** Begin Given entries **

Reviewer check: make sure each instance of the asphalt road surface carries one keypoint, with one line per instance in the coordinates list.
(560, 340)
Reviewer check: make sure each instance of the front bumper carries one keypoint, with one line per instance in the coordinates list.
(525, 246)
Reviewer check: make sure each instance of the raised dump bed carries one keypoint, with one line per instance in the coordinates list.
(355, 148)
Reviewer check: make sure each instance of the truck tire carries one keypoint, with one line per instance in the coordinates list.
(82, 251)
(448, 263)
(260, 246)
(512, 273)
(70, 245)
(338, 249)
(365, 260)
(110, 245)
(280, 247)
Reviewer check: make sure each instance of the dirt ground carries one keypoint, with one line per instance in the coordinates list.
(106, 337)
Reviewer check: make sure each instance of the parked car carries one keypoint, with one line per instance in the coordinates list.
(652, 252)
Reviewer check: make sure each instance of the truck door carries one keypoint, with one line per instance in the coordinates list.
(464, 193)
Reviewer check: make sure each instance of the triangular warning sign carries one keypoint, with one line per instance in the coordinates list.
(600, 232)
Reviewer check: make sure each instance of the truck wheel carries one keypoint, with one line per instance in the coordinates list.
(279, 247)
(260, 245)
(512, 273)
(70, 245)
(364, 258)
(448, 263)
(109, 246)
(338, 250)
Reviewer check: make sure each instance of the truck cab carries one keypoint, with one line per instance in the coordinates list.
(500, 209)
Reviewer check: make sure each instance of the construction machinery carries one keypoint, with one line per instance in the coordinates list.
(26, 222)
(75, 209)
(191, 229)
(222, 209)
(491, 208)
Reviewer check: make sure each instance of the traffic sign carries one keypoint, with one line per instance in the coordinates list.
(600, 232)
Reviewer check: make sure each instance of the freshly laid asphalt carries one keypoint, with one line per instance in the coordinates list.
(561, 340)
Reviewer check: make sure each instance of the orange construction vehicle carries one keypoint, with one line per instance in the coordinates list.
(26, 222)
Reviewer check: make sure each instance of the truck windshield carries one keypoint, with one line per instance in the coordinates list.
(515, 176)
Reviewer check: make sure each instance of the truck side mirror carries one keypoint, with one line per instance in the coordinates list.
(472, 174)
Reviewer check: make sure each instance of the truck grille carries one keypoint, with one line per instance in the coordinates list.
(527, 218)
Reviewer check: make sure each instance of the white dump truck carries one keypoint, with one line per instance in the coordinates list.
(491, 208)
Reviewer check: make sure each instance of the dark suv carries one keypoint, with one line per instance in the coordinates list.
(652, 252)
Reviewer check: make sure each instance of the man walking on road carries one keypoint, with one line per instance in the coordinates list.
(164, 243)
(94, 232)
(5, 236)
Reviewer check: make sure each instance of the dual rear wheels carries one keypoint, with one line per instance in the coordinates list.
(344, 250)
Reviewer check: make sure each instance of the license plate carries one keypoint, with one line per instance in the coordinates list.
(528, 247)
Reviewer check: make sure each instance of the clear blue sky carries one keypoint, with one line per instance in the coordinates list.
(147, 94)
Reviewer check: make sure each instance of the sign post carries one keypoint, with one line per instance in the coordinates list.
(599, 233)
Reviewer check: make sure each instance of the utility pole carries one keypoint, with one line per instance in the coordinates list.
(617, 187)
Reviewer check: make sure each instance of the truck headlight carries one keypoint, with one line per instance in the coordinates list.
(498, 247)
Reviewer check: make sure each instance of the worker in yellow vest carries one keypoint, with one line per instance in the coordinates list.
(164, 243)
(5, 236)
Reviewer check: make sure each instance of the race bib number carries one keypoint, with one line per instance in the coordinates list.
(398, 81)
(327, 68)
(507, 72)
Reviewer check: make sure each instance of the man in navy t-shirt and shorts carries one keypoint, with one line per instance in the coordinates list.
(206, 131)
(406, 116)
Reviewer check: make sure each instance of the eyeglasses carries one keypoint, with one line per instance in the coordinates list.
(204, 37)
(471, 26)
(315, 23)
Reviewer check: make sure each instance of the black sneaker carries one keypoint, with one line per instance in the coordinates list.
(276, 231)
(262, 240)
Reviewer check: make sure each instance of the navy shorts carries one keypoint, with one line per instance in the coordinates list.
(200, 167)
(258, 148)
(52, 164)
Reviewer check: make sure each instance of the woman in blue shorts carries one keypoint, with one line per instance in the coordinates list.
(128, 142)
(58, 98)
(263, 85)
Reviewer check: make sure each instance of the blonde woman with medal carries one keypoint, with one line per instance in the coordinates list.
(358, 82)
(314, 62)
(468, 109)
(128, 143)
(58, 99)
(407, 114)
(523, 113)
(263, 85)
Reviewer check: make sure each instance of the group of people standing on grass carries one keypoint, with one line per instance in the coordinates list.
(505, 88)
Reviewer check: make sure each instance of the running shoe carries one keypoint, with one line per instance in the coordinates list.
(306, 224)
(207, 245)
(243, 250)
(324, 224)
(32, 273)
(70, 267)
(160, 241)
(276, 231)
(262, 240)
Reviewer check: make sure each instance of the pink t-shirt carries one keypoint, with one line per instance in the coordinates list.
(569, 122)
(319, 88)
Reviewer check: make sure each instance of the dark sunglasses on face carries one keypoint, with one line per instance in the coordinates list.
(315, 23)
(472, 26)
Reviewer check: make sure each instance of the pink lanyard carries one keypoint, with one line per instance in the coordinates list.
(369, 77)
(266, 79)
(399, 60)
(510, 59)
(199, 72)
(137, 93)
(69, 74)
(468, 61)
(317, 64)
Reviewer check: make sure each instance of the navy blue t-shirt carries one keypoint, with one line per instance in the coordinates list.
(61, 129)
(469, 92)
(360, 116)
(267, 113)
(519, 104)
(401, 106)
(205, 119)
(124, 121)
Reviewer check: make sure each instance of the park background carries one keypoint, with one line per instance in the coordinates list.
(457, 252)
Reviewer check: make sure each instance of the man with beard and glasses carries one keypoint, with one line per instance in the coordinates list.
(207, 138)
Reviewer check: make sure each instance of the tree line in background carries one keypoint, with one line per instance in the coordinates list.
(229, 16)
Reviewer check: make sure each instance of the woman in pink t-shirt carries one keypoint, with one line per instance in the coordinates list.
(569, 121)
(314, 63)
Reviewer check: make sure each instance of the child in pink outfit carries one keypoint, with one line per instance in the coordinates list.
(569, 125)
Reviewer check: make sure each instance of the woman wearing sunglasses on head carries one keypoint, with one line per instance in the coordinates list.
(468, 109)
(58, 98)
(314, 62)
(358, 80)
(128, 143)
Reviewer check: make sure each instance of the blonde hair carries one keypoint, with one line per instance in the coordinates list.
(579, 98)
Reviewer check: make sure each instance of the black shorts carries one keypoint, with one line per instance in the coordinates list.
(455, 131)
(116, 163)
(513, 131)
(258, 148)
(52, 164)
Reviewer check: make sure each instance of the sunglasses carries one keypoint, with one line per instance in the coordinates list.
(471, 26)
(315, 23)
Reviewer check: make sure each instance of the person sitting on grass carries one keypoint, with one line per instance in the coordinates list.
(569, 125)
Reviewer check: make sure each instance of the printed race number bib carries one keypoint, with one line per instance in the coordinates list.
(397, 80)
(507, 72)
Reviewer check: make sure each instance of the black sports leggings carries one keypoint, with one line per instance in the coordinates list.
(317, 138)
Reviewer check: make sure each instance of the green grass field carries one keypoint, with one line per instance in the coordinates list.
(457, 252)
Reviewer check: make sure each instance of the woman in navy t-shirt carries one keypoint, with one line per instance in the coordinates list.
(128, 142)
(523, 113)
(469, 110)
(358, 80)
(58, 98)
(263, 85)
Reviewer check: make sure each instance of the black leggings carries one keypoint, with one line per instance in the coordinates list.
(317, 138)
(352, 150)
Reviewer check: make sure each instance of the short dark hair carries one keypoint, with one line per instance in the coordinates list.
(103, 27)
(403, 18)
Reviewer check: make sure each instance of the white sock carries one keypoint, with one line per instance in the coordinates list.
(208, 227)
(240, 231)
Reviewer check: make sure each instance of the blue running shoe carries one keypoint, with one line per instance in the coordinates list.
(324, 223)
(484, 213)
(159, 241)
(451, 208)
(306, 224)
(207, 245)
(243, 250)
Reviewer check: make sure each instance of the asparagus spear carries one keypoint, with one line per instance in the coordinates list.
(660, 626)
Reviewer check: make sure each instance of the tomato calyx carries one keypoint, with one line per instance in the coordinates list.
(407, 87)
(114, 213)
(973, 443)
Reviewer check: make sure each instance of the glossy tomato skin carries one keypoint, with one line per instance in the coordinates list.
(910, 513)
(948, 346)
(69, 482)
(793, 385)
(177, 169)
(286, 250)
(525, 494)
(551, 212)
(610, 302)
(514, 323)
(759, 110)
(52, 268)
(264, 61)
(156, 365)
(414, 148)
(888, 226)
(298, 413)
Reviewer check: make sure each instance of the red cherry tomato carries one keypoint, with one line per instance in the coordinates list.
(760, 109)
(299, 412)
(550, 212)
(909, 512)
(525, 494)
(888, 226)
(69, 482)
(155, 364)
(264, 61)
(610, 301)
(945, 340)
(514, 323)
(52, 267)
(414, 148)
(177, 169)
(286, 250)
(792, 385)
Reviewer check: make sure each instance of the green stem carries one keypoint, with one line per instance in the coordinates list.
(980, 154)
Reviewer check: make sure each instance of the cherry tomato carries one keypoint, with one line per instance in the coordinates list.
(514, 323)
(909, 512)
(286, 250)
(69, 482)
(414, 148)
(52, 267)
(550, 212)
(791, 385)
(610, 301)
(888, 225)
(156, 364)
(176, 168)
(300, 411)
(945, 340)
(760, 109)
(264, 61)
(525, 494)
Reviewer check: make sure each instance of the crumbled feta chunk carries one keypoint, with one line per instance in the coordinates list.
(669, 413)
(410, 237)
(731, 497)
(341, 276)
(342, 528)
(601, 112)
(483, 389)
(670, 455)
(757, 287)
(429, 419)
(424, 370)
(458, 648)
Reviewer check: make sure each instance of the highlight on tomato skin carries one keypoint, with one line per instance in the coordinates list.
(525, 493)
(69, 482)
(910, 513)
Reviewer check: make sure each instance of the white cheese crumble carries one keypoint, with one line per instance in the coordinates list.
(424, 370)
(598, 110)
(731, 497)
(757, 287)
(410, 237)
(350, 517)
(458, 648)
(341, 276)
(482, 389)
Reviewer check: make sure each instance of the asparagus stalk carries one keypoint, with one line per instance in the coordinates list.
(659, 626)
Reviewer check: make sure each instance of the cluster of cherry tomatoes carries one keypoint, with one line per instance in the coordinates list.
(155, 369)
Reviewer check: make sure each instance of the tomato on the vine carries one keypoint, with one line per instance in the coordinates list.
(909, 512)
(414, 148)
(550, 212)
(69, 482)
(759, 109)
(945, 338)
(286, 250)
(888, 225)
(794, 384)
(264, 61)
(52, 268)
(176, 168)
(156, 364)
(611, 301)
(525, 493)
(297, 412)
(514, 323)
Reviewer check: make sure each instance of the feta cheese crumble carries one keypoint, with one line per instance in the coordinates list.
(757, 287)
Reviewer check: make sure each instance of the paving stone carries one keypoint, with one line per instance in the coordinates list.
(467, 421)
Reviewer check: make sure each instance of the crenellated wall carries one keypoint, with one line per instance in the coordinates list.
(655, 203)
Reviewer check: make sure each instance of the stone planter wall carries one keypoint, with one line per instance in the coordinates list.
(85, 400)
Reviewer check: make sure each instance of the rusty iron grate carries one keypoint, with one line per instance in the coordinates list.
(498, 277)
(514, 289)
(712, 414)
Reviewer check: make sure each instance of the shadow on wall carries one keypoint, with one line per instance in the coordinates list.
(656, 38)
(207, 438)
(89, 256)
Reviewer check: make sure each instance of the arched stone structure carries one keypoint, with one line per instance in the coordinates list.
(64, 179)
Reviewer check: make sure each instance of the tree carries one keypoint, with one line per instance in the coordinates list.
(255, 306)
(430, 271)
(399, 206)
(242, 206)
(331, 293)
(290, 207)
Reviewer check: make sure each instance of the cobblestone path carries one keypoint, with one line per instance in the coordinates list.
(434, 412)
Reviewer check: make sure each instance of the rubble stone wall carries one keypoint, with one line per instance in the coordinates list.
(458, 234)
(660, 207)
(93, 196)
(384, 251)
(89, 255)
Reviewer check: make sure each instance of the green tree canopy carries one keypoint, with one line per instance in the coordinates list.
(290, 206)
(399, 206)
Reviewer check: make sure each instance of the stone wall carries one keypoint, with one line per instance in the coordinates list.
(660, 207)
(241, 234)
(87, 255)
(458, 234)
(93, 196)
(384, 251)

** End Given entries **

Output the material from the line containing "Reviewer check: make sure each instance of the green tree" through the end of the material, inclusive, as a two-column CSV with the header label_check,keypoints. Each row should hold one check's text and its coordinates, with each value in a single quoted field and line breaks replaced by spaces.

| Output below |
label_check,keypoints
"Reviewer check: make sure each instance of the green tree canopy carries one keypoint, with one line per instance in the coordinates list.","(290, 206) (399, 206)"
"Reviewer check: make sure each instance of the stone wall carries one keypoint, with one line per instance in the coordinates list.","(660, 207) (241, 234) (87, 255) (458, 234) (93, 196) (384, 251)"